#### [Exercises to complete]
[1] List every court case cited by name in the excerpt on other barred claims below.
[2] In the excerpt on other barred claims below, rewrite the paragraph beginning "Similarly, plaintiff's claim for breach of covenant" as a short bulleted list that keeps its main facts.
[3] Resume the excerpt on other barred claims below, starting right after its final sentence.

====== Page excerpt ======

IV. OTHER BARRED CLAIMS
The courts are not bound by the labels given by parties to their claims; rather, the courts are obligated to scrutinize the substance of the parties’ pleadings. Hartford v Holmes, 3 Mich 460, 463 (1855); Adams v Adams, 276 Mich App 704, 710-711; 742 NW2d 399 (2007). On that basis, the Court of Claims properly also dismissed plaintiff‘s claims for unjust enrichment; breach of covenant for quiet possession, use, and enjoyment; constructive eviction; and inverse condemnation.
Unjust enrichment is only a viable claim “if there is no express contract covering the same subject matter.” Belle Isle Grill Corp v City of Detroit, 256 Mich App 463, 478; 666 NW2d 271 (2003). Plaintiff correctly notes that “[i]n general, parties are permitted to plead inconsistent claims and facts in the alternative.” AFSCME Council 25 v Faust Public Library, 311 Mich App 449, 459; 875 NW2d 254 (2015), citing MCR 2.111(A)(2). Thus, a breach of contract claim and an unjust enrichment claim may be brought in the alternative where there is some question of whether an express contract actually existed. Keywell and Rosenfeld v Bithell, 254 Mich App 300, 328; 657 NW2d 759 (2002). However, there is no dispute as to the existence or terms of the lease here. Indeed, plaintiff‘s claim for unjust enrichment is explicitly premised on defendant‘s alleged violation of the lease agreement. A plain reading of the amended complaint is that without the lease agreement, no basis for unjust enrichment would exist; and because the unjust enrichment claim is based on an express contract, it cannot be maintained. Thus, Count VI of the complaint must be dismissed irrespective of plaintiff‘s compliance or noncompliance with Court of Claims notice provisions.
Similarly, plaintiff‘s claim for breach of covenant for quiet possession, use, and enjoyment expressly asserts that it is derived from rights conferred by the lease agreement. Plaintiff‘s constructive eviction claim is almost literally duplicative of its claim for breach of covenant for quiet possession, use, and enjoyment. The constructive eviction claim also expressly asserts that plaintiff‘s allegedly invaded rights were conferred by the lease. The lease expressly provides in paragraph 42, “[s]o long as the TENANT is not in default under this Lease, it shall be entitled to and have quiet enjoyment of the PREMISES.”
We note that these two claims are, in effect, legally indistinguishable: the covenant for quiet enjoyment protects lessees from dispossession by lessors, and any such dispossession amounts to an eviction. Stewart v Lawson, 199 Mich 497, 498-500; 165 NW 716 (1917). Furthermore, pursuant to a plain reading of the complaint, plaintiff is not truly pleading alternative claims, but rather pleading two functionally-identical claims for breach of one narrow provision of the lease agreement. The Court of Claims correctly construed these two claims in plaintiff‘s complaint as merely, and redundantly, setting forth a slight redressing of its breach of contract claim. Therefore, the Court of Claims did not err by dismissing Counts III and IV of plaintiff‘s complaint irrespective of plaintiff‘s compliance or noncompliance with Court of Claims notice provisions.

====== Supplied information ======

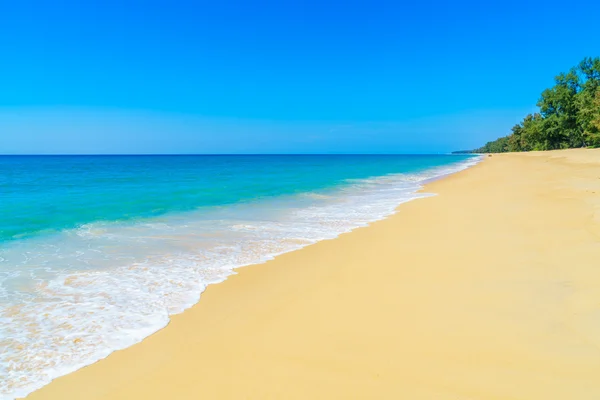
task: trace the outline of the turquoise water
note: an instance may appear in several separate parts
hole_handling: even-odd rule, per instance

======

#### [Answers below]
[1]
- Hartford v Holmes
- Adams v Adams
- Belle Isle Grill Corp v City of Detroit
- AFSCME Council 25 v Faust Public Library
- Keywell and Rosenfeld v Bithell
- Stewart v Lawson

[2]
- The plaintiff's claim for breach of covenant for quiet possession, use, and enjoyment expressly says it derives from rights conferred by the lease.
- The constructive eviction claim almost literally duplicates that claim.
- The constructive eviction claim also expressly says that the rights allegedly invaded were conferred by the lease.
- Paragraph 42 of the lease gives the tenant quiet enjoyment of the premises as long as it is not in default under the lease.

[3]
Lessees can maintain inverse condemnation claims where a government entity takes property from the lessor and thereby causes a termination of the lease. See Lookholder v Ziegler, 354 Mich 28, 35-36; 91 NW2d 834 (1958); Merkur Steel Supply Inc v City of Detroit, 261 Mich App 116, 134; 680 NW2d 485 (2004). However, a governmental taking is generally understood to be a total severance of title, leaving intact any leases or contracts. See AW Duckett & Co v United States, 226 US 149, 149-152; 45 S Ct 38; 69 L Ed 216 (1924). Here, if defendant “took” any property, it was property that defendant itself owned, and it terminated plaintiff‘s leasehold interest only. Defendant‘s letter of termination clearly provides that plaintiff was to remove its merchandise, displays, and non-built-in fixtures. In short, defendant‘s alleged misconduct simply does not amount to an exercise of eminent domain powers; it amounts to a breach of a contract for the lease of premises. Therefore, had plaintiff argued that dismissal of its Count VII was erroneous, we would disagree.
Conversely, it is axiomatic that a claim for breach of contract does not sound in tort, and plaintiff‘s breach of contract claim does not appear to be so facially unmaintainable that it should clearly have been dismissed as a matter of law. Therefore, whether Count I of the complaint should be dismissed depends on other considerations.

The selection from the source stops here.